● **What this task involves**
Copy out each line of the material below that contains the word "find".

● **Information supplied**
--- Start ---

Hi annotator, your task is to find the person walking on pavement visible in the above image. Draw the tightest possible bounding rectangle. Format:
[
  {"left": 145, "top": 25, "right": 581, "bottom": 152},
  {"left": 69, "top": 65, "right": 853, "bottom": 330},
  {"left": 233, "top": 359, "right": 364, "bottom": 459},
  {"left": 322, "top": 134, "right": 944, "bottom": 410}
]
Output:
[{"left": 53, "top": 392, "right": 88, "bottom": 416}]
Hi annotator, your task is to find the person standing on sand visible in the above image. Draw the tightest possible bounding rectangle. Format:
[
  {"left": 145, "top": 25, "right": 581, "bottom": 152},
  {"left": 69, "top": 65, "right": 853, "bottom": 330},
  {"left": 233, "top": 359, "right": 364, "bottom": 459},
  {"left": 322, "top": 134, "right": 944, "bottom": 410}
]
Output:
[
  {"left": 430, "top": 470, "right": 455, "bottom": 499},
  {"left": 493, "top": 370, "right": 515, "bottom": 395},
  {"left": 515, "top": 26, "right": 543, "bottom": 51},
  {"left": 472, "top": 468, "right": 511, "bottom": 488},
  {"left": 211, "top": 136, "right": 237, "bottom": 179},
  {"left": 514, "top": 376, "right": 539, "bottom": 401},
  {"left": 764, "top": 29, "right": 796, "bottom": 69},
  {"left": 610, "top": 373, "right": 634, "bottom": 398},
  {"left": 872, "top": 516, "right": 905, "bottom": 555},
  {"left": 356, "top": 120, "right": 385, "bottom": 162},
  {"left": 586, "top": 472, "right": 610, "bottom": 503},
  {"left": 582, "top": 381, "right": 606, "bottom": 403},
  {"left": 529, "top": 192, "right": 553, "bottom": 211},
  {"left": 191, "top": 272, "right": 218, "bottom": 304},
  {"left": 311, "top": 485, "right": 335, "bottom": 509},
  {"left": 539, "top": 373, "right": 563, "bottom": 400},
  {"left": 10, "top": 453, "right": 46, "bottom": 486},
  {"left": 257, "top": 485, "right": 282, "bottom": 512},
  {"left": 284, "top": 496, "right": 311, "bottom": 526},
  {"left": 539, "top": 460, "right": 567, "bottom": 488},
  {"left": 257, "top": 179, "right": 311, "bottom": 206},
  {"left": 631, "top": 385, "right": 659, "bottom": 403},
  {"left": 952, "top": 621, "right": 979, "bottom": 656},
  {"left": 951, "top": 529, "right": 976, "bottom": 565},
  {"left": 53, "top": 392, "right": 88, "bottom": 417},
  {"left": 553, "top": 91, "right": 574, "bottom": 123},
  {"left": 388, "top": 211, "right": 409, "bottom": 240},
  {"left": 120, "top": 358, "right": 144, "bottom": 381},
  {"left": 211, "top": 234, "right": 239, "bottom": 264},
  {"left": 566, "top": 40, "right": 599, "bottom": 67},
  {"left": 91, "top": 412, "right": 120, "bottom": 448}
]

--- End ---

● **Answer for the task**
Hi annotator, your task is to find the person walking on pavement visible in the above image. Draw the tightest possible bounding rectangle. Format:
Hi annotator, your task is to find the person standing on sand visible in the above image. Draw the tightest possible bounding rectangle. Format:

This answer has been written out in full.